▶ **Aim**
How many lines in the rows below contain the string "door"? Reply with the number alone.

==========

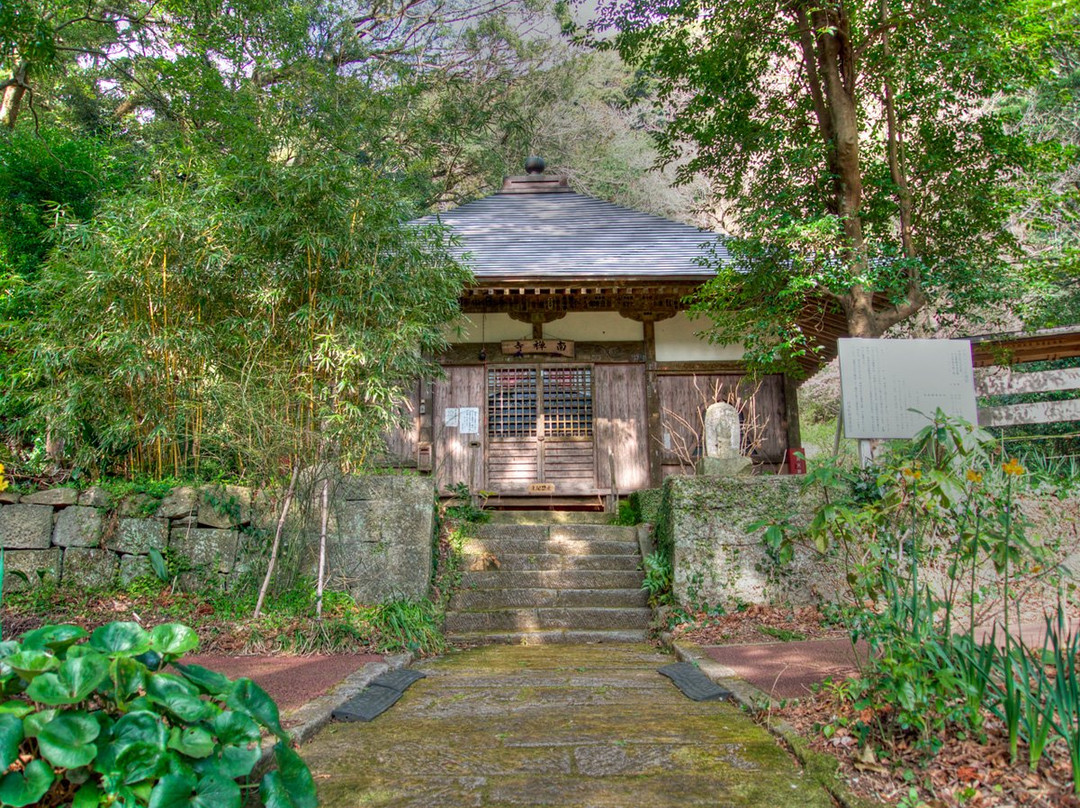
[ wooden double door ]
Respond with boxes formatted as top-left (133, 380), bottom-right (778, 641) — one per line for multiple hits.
top-left (433, 363), bottom-right (648, 496)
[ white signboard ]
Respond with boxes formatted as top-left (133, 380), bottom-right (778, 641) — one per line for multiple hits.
top-left (839, 339), bottom-right (978, 439)
top-left (458, 407), bottom-right (480, 435)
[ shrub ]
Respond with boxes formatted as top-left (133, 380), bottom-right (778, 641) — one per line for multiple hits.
top-left (0, 622), bottom-right (318, 808)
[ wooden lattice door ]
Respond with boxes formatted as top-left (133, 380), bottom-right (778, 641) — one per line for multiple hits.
top-left (487, 365), bottom-right (596, 494)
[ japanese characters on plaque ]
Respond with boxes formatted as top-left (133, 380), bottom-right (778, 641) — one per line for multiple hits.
top-left (502, 339), bottom-right (573, 359)
top-left (838, 339), bottom-right (978, 439)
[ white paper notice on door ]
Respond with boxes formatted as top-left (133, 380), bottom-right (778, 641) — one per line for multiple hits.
top-left (458, 407), bottom-right (480, 435)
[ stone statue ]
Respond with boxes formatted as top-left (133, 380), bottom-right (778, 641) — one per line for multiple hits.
top-left (698, 402), bottom-right (752, 476)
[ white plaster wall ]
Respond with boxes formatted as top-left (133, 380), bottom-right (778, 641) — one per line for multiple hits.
top-left (540, 311), bottom-right (645, 342)
top-left (445, 314), bottom-right (520, 345)
top-left (445, 311), bottom-right (644, 344)
top-left (656, 312), bottom-right (743, 362)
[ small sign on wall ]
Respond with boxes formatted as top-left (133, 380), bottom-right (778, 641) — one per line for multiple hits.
top-left (458, 407), bottom-right (480, 435)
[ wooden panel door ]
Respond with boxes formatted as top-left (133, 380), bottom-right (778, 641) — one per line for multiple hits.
top-left (486, 365), bottom-right (596, 495)
top-left (431, 365), bottom-right (486, 493)
top-left (594, 364), bottom-right (649, 494)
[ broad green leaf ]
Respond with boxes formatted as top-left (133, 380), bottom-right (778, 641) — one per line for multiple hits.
top-left (23, 710), bottom-right (60, 738)
top-left (0, 760), bottom-right (56, 808)
top-left (90, 622), bottom-right (150, 657)
top-left (0, 699), bottom-right (33, 718)
top-left (150, 623), bottom-right (199, 658)
top-left (168, 727), bottom-right (214, 758)
top-left (26, 654), bottom-right (109, 706)
top-left (146, 673), bottom-right (220, 724)
top-left (259, 771), bottom-right (296, 808)
top-left (71, 783), bottom-right (105, 808)
top-left (273, 741), bottom-right (319, 808)
top-left (109, 657), bottom-right (147, 708)
top-left (111, 710), bottom-right (168, 754)
top-left (225, 678), bottom-right (288, 739)
top-left (173, 662), bottom-right (232, 696)
top-left (2, 648), bottom-right (60, 682)
top-left (38, 712), bottom-right (100, 769)
top-left (0, 713), bottom-right (23, 771)
top-left (149, 775), bottom-right (241, 808)
top-left (134, 650), bottom-right (168, 671)
top-left (19, 624), bottom-right (90, 654)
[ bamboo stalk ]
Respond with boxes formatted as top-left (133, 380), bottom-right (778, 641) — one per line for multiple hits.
top-left (315, 473), bottom-right (330, 619)
top-left (253, 460), bottom-right (300, 617)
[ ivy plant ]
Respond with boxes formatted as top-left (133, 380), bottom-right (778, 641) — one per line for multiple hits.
top-left (0, 622), bottom-right (318, 808)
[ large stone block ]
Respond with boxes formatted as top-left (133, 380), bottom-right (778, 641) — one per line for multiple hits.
top-left (120, 553), bottom-right (153, 584)
top-left (309, 475), bottom-right (434, 603)
top-left (23, 488), bottom-right (79, 506)
top-left (3, 547), bottom-right (60, 592)
top-left (153, 485), bottom-right (199, 519)
top-left (106, 516), bottom-right (168, 554)
top-left (0, 504), bottom-right (53, 550)
top-left (53, 506), bottom-right (105, 547)
top-left (662, 475), bottom-right (839, 605)
top-left (64, 547), bottom-right (117, 589)
top-left (199, 485), bottom-right (252, 529)
top-left (168, 527), bottom-right (240, 573)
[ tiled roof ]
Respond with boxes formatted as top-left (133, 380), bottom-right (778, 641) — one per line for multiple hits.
top-left (421, 175), bottom-right (730, 282)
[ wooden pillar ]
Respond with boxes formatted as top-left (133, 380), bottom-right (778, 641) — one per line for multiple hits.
top-left (642, 318), bottom-right (664, 488)
top-left (784, 374), bottom-right (802, 449)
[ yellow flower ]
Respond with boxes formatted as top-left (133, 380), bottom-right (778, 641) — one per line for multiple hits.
top-left (1001, 457), bottom-right (1026, 476)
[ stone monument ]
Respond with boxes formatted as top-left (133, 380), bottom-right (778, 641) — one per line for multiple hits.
top-left (698, 402), bottom-right (753, 477)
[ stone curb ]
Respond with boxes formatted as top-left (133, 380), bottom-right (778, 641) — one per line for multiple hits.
top-left (252, 652), bottom-right (415, 779)
top-left (660, 632), bottom-right (883, 808)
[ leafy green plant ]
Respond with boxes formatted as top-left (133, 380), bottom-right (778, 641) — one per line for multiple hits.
top-left (366, 598), bottom-right (446, 654)
top-left (642, 553), bottom-right (675, 607)
top-left (444, 483), bottom-right (491, 524)
top-left (0, 622), bottom-right (318, 808)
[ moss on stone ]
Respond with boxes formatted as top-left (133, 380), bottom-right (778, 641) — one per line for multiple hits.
top-left (301, 645), bottom-right (831, 808)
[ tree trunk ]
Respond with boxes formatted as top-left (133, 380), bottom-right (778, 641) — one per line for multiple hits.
top-left (0, 60), bottom-right (28, 129)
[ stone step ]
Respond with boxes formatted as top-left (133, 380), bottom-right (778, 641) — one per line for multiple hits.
top-left (444, 608), bottom-right (652, 634)
top-left (447, 630), bottom-right (646, 645)
top-left (488, 511), bottom-right (611, 525)
top-left (463, 552), bottom-right (642, 571)
top-left (462, 536), bottom-right (638, 555)
top-left (459, 569), bottom-right (645, 591)
top-left (470, 523), bottom-right (637, 544)
top-left (450, 589), bottom-right (649, 611)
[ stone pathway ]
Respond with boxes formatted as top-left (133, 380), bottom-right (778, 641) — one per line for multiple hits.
top-left (301, 645), bottom-right (833, 808)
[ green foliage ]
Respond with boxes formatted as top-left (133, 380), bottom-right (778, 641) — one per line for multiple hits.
top-left (594, 0), bottom-right (1071, 369)
top-left (642, 553), bottom-right (675, 607)
top-left (443, 483), bottom-right (491, 524)
top-left (0, 622), bottom-right (316, 808)
top-left (366, 600), bottom-right (446, 654)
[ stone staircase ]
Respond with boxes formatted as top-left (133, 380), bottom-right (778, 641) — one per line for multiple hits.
top-left (445, 511), bottom-right (651, 645)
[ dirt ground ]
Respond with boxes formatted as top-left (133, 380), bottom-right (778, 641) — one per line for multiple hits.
top-left (181, 654), bottom-right (382, 713)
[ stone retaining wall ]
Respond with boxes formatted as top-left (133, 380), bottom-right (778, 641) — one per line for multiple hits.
top-left (657, 475), bottom-right (839, 607)
top-left (0, 476), bottom-right (434, 602)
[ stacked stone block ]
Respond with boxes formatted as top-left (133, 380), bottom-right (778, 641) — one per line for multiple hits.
top-left (0, 476), bottom-right (434, 602)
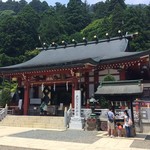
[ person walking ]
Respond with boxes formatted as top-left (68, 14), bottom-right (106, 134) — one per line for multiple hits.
top-left (124, 110), bottom-right (131, 137)
top-left (107, 108), bottom-right (115, 137)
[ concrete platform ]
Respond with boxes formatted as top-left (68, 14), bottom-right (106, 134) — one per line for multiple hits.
top-left (0, 126), bottom-right (150, 150)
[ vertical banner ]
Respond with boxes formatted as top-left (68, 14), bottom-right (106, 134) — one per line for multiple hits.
top-left (74, 90), bottom-right (81, 118)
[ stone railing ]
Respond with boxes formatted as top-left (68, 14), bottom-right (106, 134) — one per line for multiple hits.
top-left (0, 104), bottom-right (8, 121)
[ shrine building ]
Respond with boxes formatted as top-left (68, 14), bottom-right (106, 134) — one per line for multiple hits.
top-left (0, 33), bottom-right (150, 115)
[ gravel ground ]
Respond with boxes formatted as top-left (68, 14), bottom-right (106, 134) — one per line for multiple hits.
top-left (130, 140), bottom-right (150, 149)
top-left (0, 145), bottom-right (41, 150)
top-left (11, 130), bottom-right (100, 144)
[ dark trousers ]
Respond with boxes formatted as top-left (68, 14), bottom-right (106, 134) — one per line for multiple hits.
top-left (125, 126), bottom-right (131, 137)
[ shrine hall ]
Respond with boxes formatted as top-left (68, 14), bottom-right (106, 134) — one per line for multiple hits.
top-left (0, 33), bottom-right (150, 115)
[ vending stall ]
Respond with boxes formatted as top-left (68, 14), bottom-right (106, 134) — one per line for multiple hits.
top-left (95, 80), bottom-right (143, 136)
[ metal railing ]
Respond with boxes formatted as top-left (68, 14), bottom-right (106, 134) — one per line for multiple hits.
top-left (0, 104), bottom-right (8, 121)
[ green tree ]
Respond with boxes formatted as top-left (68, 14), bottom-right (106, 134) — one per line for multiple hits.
top-left (67, 0), bottom-right (90, 35)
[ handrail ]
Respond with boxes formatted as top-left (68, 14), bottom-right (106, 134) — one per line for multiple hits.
top-left (0, 104), bottom-right (8, 121)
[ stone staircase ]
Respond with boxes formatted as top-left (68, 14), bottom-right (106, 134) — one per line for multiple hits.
top-left (0, 115), bottom-right (65, 129)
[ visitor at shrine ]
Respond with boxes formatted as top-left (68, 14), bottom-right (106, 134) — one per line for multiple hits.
top-left (124, 110), bottom-right (131, 137)
top-left (116, 123), bottom-right (123, 137)
top-left (107, 108), bottom-right (115, 137)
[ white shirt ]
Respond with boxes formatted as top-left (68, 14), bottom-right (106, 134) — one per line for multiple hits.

==========

▶ **The reply**
4